# [PROBLEM TO SOLVE]
Could you please return each line of the data that has the word "every"?

# [INPUT MATERIAL]
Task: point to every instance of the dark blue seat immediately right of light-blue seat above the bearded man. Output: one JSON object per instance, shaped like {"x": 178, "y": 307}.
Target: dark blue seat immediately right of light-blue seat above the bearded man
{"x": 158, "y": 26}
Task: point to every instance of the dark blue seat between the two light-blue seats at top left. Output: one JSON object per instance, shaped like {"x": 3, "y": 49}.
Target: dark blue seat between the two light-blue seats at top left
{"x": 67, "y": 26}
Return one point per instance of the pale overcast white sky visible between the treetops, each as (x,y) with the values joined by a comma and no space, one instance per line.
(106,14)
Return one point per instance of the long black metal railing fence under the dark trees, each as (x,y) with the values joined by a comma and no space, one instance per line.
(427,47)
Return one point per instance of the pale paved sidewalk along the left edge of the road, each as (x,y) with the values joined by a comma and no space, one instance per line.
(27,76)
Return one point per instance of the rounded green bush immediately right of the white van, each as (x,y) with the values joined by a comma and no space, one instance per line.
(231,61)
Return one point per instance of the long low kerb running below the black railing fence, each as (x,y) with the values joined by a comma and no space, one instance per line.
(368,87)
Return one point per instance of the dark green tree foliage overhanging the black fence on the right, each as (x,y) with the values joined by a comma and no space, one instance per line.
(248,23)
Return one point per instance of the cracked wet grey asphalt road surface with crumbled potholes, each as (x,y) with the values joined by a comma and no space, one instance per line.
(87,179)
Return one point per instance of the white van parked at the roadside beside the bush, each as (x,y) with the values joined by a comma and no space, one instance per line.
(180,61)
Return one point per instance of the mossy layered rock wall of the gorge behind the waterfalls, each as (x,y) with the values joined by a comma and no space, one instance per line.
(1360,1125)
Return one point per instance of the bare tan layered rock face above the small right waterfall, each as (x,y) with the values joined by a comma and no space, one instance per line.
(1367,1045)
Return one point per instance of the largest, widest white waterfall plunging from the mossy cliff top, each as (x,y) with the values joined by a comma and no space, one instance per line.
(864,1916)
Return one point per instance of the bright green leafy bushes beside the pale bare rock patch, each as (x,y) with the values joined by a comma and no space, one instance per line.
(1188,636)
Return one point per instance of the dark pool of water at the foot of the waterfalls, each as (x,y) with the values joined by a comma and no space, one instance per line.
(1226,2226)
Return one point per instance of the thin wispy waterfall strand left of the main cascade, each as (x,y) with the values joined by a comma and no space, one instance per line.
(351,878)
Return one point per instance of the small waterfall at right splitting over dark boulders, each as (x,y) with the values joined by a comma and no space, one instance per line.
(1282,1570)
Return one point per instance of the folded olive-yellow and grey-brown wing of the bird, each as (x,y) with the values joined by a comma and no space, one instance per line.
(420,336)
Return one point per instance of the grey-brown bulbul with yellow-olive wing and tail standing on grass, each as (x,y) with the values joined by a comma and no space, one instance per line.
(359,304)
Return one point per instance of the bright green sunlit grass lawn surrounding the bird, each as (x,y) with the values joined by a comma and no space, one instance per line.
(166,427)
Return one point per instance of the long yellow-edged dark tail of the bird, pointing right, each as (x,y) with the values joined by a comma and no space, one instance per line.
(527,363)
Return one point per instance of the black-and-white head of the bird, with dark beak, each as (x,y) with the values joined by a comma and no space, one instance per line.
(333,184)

# [TASK RESULT]
Task: point to every instance of the dark blue seat immediately right of light-blue seat above the bearded man. Output: one JSON object per instance, shaped like {"x": 178, "y": 307}.
Task: point to every instance of the dark blue seat between the two light-blue seats at top left. Output: one JSON object per instance, shaped like {"x": 3, "y": 49}.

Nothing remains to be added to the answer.